**TEXTE DU DOCUMENT**:

Friday, August 5, 2016

Trois religions éclairées nées en Iran.
Peu de gens savent que l’Iran, soumis aujourd’hui au joug d’une théocratie totalitaire, a été le berceau, de trois religions remarquables par leur esprit d’ouverture. Au VIIe  siècle Av. J.C., peut-être avant, naquit le Zoroastrisme, suivi, un millénaire après, au  IIIe troisième siècle de notre ère, par le Manichéisme. Enfin, 1500 ans plus tard, au milieu du XIXe siècle, l’Iran, devenu musulman, voit l’apparition d’une troisième religion  tout aussi tolérante : le Bahaïsme. Le Zoroastrisme a eu une influence indéniable sur le Judaïsme. Et saint Augustin lui-même était l’un des adeptes du Manichéisme avant de le combattre vigoureusement. Inspiré de l’Islam, mais très critique à l’égard des trois religions monothéistes, le Bahaïsme fut férocement persécuté par les autorités religieuses et politiques iraniennes.

**TÂCHE A**: Extrayez des enregistrements, sans rien y changer, le passage qui va de la ligne contenant "Query: car window" jusqu’à la ligne contenant "Outline every instance of the car window.", ces deux lignes comprises.
Les enregistrements n’ont aucun lien avec le texte sur les trois religions nées en Iran.

**DONNÉES FOURNIES**:
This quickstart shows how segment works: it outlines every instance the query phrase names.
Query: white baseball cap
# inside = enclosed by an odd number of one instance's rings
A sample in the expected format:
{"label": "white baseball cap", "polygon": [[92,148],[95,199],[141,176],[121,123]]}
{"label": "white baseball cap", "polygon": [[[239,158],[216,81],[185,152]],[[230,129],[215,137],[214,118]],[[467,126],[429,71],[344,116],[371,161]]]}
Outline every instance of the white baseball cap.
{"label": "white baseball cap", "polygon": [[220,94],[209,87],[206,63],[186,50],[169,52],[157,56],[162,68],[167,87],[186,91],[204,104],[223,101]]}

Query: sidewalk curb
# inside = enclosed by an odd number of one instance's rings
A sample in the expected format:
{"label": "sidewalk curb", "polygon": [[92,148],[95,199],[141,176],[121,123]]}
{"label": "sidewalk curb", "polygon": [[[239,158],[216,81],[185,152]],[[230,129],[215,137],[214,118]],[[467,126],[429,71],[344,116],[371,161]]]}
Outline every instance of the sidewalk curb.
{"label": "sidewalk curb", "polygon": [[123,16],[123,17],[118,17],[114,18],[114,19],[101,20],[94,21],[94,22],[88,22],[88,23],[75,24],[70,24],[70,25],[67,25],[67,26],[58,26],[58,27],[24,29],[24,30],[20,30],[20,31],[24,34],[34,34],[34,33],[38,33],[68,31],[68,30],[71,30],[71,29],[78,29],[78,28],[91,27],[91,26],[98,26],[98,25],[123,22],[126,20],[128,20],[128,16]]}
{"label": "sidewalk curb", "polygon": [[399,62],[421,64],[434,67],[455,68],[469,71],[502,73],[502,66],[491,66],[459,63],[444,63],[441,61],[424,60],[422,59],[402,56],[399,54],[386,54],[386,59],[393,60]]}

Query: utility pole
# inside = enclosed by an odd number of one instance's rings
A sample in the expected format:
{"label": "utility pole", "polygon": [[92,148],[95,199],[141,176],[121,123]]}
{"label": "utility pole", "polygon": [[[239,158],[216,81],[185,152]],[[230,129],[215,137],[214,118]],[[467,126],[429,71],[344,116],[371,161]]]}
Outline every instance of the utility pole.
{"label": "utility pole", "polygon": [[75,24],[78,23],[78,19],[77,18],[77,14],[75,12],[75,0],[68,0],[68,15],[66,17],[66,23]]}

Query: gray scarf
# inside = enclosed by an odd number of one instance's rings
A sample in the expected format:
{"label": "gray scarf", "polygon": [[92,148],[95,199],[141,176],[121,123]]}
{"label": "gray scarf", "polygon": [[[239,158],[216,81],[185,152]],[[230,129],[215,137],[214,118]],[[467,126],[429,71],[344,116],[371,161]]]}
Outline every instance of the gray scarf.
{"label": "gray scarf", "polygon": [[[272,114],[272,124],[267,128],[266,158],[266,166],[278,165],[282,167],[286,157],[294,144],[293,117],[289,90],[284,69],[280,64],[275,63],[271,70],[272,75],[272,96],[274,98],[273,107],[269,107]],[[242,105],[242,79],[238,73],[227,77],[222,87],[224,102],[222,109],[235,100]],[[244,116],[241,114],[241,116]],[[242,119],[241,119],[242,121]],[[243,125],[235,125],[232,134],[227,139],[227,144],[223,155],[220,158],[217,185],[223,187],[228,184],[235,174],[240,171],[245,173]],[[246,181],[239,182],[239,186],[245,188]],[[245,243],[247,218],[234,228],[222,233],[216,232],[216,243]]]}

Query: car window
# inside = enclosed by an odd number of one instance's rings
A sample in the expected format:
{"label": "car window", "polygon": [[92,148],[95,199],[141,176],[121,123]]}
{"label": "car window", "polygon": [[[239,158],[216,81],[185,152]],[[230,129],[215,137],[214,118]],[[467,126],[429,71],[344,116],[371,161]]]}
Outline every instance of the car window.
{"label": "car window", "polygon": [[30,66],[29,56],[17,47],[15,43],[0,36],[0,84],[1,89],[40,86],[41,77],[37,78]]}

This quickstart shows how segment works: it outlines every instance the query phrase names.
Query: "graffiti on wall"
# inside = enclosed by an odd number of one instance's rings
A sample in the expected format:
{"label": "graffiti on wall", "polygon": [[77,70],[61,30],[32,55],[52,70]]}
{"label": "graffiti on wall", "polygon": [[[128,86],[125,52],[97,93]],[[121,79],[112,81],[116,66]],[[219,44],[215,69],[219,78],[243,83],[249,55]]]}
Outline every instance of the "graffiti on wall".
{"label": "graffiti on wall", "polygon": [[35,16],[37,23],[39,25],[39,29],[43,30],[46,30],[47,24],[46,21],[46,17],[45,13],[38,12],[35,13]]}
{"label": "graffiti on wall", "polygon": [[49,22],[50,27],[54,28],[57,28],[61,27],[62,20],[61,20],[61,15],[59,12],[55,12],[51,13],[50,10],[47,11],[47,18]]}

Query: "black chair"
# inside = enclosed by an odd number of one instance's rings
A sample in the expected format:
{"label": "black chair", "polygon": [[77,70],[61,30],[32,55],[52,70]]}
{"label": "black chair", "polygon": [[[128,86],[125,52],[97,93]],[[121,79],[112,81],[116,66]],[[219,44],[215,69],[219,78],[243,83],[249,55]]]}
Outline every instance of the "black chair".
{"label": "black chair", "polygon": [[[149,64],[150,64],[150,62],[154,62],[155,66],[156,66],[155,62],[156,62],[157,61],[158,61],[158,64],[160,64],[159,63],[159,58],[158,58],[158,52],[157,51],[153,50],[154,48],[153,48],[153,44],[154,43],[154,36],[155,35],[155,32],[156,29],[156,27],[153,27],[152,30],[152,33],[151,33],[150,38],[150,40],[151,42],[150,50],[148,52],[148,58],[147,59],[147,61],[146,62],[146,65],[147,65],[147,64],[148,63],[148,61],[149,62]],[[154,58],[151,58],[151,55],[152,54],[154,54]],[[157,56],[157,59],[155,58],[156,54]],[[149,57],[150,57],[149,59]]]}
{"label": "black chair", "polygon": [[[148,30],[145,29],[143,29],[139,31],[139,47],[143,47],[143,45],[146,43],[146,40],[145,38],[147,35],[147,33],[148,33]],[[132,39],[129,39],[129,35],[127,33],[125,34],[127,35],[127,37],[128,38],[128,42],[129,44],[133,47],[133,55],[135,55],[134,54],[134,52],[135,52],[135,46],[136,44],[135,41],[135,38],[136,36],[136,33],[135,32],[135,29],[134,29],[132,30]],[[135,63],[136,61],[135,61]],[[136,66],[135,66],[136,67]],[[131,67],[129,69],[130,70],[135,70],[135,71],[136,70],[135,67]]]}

**TÂCHE B**: Indiquez, s’il vous plaît, si chacune des affirmations suivantes concorde avec le texte sur les trois religions nées en Iran, en répondant par oui ou par non et en citant exactement les mots qui tranchent : (i) saint Augustin a adhéré au Manichéisme avant de le combattre ; (ii) le Bahaïsme est apparu au XVIIIe siècle ; (iii) le Zoroastrisme a influencé le Judaïsme.

**RÉPONSE FINALE A**:
Query: car window
# inside = enclosed by an odd number of one instance's rings
A sample in the expected format:
{"label": "car window", "polygon": [[92,148],[95,199],[141,176],[121,123]]}
{"label": "car window", "polygon": [[[239,158],[216,81],[185,152]],[[230,129],[215,137],[214,118]],[[467,126],[429,71],[344,116],[371,161]]]}
Outline every instance of the car window.

**RÉPONSE FINALE B**:
(i) Oui : « saint Augustin lui-même était l’un des adeptes du Manichéisme avant de le combattre vigoureusement »
(ii) Non : « au milieu du XIXe siècle »
(iii) Oui : « Le Zoroastrisme a eu une influence indéniable sur le Judaïsme »